_Problem description:_ Reproduce, word for word, the lines from the one containing "Note: we are tagging the distant mountain" through the one containing "[(360, 15)]", both included.

************

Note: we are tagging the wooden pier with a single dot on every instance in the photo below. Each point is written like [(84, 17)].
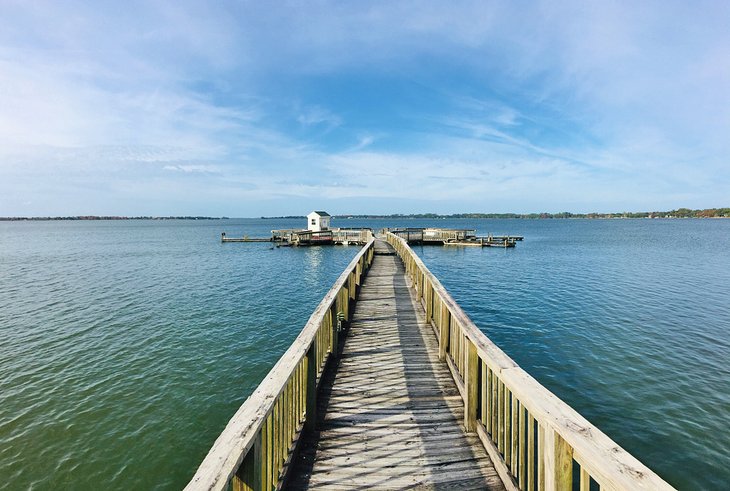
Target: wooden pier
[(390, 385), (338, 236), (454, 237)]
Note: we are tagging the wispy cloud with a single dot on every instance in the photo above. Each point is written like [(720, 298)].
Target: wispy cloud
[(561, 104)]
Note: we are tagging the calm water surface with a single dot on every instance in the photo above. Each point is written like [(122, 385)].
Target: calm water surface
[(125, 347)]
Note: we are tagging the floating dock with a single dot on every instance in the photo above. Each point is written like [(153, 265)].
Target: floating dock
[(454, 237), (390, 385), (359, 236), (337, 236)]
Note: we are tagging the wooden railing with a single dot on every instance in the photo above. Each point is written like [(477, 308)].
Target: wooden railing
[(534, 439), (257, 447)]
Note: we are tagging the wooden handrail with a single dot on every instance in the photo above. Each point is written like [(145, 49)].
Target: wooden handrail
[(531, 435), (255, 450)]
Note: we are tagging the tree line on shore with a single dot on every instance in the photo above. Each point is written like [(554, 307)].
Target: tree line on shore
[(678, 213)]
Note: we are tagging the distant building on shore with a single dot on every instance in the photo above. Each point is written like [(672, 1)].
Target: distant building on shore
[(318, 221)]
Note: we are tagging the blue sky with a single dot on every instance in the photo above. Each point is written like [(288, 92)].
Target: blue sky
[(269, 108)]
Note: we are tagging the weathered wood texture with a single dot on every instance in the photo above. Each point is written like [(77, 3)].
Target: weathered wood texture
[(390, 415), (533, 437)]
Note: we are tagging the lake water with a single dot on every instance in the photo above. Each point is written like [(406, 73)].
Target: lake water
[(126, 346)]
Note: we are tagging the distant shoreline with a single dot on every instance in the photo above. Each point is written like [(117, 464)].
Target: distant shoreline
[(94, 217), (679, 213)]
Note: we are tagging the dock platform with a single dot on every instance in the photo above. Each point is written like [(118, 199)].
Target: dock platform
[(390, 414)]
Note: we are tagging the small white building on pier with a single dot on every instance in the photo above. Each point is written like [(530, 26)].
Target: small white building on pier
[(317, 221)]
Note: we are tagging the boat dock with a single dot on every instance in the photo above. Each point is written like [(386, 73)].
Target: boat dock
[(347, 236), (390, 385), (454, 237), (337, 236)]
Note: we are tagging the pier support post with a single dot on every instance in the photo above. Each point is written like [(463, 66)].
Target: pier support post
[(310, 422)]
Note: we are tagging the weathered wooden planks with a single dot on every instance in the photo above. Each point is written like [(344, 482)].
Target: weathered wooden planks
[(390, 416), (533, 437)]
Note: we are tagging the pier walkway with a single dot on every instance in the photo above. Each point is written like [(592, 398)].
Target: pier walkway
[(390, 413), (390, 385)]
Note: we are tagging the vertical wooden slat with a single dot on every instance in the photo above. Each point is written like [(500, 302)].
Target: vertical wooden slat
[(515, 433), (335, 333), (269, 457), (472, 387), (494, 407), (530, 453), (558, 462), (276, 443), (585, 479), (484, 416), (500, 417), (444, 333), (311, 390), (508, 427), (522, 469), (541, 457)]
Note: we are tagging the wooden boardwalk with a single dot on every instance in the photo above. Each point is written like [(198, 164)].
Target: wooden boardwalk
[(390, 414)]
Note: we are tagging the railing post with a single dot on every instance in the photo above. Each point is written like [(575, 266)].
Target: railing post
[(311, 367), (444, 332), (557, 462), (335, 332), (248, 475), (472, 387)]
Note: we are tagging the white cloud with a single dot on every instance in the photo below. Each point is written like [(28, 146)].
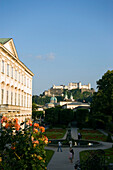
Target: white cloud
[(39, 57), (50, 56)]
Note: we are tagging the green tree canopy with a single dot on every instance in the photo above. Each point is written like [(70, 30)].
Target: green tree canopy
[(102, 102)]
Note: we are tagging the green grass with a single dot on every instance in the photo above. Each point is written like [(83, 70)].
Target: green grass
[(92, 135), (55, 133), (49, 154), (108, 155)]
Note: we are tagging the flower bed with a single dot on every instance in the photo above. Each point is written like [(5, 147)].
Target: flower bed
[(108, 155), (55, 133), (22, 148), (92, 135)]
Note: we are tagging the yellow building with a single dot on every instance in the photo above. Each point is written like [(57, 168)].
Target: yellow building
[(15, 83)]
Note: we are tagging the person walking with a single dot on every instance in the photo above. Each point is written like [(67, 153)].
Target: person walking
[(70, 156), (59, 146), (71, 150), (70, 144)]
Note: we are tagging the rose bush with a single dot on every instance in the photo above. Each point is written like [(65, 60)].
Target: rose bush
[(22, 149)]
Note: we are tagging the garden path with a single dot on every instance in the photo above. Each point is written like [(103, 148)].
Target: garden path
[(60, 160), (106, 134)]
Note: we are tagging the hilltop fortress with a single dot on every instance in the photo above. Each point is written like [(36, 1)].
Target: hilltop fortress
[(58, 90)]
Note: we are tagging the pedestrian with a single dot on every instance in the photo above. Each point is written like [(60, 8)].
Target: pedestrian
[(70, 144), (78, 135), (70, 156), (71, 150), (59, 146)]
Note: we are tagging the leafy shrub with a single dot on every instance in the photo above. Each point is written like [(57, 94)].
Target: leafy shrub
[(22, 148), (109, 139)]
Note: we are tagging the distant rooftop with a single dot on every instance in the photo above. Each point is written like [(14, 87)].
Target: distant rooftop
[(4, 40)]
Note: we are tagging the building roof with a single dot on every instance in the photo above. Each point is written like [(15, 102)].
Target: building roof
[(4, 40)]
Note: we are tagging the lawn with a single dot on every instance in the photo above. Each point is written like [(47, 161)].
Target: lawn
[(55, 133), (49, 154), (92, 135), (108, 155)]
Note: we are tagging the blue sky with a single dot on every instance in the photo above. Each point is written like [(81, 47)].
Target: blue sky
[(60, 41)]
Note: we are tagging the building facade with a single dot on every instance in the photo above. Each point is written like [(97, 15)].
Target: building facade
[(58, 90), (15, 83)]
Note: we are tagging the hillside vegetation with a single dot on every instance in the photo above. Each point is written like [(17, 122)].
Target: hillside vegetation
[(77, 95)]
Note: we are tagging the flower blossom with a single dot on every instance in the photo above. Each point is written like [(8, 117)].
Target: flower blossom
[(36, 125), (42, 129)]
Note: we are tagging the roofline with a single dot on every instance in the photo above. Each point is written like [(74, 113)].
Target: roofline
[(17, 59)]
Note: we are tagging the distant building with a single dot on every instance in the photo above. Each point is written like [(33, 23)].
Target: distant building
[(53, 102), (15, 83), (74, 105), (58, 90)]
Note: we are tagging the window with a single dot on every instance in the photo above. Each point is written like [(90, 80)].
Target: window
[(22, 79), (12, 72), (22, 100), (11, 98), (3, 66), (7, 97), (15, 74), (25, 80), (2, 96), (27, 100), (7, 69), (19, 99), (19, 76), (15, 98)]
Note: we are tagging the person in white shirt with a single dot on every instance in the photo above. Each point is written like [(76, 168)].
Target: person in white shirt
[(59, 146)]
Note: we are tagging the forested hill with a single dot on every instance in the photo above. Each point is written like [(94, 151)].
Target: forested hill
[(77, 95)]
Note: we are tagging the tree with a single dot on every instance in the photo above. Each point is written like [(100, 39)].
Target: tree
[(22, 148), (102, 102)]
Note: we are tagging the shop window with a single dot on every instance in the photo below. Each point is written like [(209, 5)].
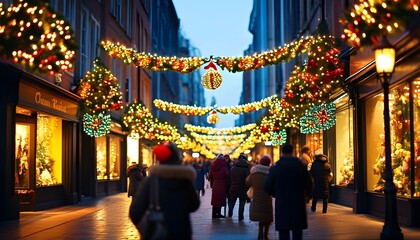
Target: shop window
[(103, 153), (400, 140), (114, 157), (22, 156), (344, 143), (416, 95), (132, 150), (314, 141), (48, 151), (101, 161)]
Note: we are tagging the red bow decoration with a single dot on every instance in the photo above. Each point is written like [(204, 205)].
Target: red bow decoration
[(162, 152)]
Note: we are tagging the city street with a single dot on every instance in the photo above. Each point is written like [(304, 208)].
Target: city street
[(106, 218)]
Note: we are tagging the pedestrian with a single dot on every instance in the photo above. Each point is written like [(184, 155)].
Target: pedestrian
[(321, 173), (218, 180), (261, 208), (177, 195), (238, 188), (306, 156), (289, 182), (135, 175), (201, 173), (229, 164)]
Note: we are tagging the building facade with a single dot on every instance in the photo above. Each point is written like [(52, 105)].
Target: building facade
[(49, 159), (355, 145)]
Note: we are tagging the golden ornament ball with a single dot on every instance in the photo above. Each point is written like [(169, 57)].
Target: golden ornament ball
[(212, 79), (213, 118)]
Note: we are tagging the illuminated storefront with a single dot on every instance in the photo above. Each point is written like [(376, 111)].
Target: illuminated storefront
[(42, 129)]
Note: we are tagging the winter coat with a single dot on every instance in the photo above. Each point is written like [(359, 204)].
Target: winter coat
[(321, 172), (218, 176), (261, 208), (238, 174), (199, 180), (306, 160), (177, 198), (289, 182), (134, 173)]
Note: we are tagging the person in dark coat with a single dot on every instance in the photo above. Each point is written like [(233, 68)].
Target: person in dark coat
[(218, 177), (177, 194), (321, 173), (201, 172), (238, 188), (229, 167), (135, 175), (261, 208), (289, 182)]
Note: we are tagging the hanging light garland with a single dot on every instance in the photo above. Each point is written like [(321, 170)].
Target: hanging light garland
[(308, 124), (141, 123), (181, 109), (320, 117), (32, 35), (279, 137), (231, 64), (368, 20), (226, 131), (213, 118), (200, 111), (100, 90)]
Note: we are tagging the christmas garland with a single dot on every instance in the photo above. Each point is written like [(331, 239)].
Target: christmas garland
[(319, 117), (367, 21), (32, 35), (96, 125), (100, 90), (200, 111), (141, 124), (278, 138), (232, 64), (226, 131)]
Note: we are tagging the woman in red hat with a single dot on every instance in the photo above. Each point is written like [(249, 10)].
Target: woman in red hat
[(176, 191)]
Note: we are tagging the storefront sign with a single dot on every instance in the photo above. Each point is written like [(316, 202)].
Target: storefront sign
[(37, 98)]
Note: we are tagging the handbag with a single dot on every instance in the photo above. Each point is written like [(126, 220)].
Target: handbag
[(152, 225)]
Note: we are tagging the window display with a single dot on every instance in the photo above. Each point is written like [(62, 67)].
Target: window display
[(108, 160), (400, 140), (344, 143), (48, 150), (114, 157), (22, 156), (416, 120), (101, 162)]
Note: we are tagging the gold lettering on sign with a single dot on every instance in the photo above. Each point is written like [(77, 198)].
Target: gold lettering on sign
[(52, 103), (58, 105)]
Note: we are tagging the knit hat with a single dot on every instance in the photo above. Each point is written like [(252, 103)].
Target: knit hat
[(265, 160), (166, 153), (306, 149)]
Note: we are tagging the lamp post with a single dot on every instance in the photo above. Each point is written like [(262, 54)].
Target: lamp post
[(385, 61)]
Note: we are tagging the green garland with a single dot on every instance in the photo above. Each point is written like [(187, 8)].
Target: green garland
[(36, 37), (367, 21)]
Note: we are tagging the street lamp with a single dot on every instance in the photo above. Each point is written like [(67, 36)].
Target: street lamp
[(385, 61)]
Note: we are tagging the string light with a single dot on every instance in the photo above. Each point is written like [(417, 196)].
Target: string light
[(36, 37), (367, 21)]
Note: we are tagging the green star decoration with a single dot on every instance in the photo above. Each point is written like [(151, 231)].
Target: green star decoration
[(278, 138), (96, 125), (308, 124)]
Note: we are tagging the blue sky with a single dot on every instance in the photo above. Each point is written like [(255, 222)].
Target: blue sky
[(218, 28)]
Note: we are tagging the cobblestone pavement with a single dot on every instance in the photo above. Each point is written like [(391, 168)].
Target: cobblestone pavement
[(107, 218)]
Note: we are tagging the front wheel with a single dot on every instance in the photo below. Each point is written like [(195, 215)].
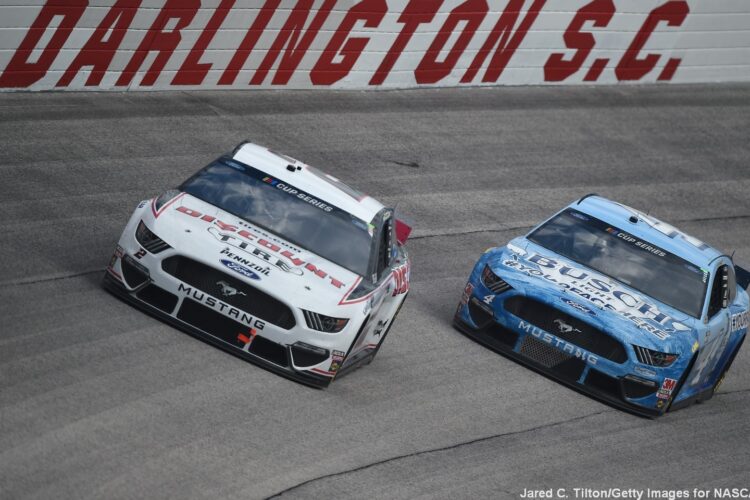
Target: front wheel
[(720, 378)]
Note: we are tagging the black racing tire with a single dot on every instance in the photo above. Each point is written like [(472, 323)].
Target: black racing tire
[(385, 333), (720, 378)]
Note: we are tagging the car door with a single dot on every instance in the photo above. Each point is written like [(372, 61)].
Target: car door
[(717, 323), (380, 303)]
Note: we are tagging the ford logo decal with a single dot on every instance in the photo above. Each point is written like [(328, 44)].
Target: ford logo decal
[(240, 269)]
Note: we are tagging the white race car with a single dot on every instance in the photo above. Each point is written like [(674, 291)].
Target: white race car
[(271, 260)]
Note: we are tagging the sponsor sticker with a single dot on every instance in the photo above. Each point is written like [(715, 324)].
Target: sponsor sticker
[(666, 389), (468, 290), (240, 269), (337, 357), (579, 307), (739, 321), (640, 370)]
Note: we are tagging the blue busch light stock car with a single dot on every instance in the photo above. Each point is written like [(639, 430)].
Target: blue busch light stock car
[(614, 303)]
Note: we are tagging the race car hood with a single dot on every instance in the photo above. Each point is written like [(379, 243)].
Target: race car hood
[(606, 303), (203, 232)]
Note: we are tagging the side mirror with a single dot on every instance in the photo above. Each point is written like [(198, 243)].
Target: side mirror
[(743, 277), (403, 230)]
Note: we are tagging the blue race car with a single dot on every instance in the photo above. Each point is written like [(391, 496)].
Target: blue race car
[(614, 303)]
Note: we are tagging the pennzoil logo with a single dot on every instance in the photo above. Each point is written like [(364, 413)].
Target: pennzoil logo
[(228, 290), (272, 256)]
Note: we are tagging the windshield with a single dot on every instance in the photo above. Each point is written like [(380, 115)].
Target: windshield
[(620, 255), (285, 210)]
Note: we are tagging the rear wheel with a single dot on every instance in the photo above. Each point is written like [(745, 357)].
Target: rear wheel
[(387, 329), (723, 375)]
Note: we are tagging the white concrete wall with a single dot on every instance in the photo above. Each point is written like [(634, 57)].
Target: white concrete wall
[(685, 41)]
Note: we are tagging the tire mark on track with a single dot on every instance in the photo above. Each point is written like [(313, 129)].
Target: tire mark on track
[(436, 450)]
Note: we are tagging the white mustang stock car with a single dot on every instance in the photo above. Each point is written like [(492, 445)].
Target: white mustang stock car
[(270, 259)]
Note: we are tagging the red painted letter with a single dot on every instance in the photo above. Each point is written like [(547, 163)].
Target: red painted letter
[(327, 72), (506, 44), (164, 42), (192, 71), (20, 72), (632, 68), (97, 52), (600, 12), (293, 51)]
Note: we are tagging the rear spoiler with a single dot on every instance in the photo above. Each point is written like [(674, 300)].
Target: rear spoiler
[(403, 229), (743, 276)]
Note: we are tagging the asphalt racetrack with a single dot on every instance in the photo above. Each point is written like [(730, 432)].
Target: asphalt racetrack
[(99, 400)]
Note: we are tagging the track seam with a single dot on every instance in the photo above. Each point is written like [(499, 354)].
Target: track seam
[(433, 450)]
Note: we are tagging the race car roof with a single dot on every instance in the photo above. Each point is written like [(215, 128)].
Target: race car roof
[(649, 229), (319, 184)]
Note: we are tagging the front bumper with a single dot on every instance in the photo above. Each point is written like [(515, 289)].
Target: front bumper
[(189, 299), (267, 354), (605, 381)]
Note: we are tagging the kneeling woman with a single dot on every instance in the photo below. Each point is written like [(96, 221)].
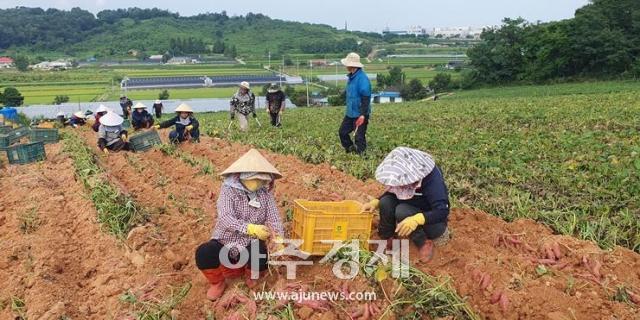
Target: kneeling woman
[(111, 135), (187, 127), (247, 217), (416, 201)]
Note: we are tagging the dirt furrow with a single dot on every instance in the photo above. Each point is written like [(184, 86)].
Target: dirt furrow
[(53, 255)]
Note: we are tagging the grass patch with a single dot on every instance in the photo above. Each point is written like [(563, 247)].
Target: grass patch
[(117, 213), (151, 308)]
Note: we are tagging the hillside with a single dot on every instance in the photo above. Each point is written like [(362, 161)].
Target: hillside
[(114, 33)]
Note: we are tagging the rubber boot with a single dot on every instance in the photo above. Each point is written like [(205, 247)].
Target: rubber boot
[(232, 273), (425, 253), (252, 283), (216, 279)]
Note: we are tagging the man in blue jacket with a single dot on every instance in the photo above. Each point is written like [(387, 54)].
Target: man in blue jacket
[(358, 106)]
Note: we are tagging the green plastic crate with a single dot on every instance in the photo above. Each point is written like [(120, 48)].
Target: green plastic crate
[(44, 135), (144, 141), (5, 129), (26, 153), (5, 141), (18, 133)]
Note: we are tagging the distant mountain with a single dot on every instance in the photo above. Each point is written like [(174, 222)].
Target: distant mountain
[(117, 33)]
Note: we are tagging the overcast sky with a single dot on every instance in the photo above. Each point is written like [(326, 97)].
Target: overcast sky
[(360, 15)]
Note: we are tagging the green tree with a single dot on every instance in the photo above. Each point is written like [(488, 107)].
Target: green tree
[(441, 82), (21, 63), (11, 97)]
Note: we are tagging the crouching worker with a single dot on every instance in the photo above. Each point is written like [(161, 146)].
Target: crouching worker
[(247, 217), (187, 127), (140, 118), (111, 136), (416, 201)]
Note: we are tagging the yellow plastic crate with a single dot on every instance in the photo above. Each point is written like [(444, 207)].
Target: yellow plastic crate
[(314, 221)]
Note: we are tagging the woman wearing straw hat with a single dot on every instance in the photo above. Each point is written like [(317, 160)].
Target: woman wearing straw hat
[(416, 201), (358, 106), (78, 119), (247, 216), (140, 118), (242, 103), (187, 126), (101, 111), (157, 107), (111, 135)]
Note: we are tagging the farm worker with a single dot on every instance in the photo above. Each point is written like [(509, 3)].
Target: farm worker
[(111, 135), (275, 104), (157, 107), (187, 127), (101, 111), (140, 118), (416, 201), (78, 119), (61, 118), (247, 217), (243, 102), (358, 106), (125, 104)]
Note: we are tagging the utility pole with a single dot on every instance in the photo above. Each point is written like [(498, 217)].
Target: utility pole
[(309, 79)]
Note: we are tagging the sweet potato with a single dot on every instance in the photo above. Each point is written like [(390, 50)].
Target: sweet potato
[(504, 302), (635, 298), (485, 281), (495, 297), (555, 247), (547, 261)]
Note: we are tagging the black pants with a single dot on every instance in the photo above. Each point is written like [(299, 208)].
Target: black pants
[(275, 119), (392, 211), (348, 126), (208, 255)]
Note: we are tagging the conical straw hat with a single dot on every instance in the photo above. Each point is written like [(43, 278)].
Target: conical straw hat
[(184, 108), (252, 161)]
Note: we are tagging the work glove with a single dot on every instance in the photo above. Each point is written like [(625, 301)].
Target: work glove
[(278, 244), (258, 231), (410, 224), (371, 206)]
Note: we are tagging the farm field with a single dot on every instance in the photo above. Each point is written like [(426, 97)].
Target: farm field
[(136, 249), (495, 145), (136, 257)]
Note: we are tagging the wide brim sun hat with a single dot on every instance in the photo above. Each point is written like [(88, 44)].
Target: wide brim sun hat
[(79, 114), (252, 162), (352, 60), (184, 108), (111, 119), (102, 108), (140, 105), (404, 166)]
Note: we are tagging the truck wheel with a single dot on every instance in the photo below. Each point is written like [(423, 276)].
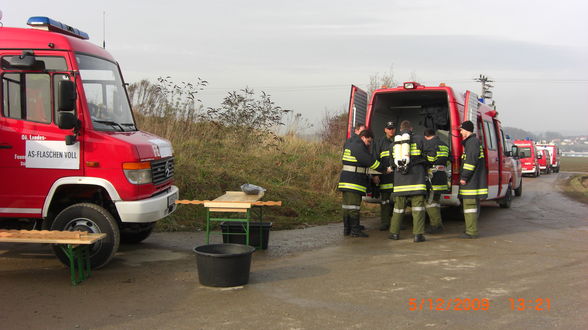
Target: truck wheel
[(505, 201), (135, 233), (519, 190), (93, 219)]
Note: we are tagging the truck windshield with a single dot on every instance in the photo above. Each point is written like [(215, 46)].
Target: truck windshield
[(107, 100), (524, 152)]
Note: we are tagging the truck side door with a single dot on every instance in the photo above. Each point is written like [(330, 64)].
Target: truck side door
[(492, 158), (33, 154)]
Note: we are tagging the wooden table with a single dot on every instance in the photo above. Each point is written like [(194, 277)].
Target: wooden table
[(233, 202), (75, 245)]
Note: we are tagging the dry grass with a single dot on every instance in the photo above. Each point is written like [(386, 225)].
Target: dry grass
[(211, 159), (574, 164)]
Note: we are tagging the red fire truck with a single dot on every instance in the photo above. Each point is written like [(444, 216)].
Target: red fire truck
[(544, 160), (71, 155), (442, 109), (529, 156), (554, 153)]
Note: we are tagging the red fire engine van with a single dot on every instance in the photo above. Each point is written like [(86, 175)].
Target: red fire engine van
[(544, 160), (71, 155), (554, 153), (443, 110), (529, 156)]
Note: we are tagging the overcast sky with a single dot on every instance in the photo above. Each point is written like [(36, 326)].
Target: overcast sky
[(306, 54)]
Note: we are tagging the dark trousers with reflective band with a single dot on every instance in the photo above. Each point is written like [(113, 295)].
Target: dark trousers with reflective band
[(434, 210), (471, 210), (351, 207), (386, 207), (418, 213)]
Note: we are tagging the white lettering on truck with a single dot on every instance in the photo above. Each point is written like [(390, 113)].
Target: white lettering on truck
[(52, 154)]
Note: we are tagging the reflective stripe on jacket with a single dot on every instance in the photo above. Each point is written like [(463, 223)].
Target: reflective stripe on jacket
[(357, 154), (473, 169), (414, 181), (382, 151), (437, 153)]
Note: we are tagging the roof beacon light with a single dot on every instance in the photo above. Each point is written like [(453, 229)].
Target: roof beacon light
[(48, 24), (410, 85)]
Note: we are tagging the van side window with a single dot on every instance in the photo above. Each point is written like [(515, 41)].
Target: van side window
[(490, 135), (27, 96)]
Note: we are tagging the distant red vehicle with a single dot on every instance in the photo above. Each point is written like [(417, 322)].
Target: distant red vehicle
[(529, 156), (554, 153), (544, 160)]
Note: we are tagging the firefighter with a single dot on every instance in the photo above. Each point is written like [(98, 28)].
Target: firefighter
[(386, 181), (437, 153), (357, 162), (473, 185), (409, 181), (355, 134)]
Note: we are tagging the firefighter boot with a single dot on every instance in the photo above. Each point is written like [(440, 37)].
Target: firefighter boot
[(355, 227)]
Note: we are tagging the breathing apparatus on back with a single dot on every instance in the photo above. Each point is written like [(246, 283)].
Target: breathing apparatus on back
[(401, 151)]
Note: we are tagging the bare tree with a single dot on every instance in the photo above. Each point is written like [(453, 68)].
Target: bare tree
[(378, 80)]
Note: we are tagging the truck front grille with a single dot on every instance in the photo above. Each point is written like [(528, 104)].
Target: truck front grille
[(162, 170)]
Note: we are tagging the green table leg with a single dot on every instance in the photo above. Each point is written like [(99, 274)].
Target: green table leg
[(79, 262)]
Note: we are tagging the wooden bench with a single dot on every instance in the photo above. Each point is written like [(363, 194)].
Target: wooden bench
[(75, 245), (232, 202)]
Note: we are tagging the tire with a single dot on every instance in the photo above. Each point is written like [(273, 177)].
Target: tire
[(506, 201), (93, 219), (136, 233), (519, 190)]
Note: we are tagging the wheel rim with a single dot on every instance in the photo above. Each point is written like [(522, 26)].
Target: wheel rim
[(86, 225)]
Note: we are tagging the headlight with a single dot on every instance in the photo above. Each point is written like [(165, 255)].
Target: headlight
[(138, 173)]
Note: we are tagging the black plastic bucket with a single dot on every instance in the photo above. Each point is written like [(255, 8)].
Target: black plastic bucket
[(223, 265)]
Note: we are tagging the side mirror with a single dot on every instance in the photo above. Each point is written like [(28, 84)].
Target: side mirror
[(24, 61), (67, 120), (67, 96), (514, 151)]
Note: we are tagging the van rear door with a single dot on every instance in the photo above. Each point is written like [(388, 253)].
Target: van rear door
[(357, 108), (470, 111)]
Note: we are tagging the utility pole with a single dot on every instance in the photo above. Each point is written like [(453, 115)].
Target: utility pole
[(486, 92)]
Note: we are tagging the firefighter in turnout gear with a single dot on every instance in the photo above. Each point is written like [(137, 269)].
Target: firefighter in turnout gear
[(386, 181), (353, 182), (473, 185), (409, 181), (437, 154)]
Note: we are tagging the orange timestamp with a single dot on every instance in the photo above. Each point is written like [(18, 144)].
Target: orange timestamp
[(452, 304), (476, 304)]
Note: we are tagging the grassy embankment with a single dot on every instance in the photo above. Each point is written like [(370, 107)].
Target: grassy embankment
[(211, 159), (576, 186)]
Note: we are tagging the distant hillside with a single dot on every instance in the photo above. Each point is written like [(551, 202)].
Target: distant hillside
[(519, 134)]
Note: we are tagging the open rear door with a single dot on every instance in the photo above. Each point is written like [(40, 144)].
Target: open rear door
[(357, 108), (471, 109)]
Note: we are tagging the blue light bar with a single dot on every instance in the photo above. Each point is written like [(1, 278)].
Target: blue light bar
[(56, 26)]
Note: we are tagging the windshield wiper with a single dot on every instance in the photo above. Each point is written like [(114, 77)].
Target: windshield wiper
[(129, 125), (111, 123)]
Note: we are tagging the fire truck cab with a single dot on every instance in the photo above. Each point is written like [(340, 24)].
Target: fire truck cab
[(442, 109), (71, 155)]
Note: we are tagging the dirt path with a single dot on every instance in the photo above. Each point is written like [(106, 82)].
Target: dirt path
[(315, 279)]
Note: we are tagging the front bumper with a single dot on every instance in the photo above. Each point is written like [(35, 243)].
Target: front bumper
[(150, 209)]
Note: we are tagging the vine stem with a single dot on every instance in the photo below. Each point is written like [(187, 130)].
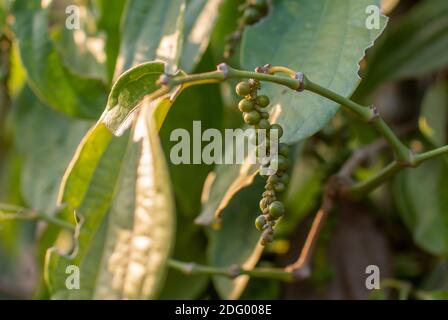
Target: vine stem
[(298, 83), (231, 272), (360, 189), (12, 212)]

************

_The reply:_
Note: we are tagging the distant mountain with a single dot on every instance in the photo above. Each point is written like [(174, 222)].
Target: distant mountain
[(117, 33)]
Note: we are tagging the overcast sky with a single dot on every instance in the photo above. Each point is written like [(326, 97)].
Target: overcast sky
[(360, 15)]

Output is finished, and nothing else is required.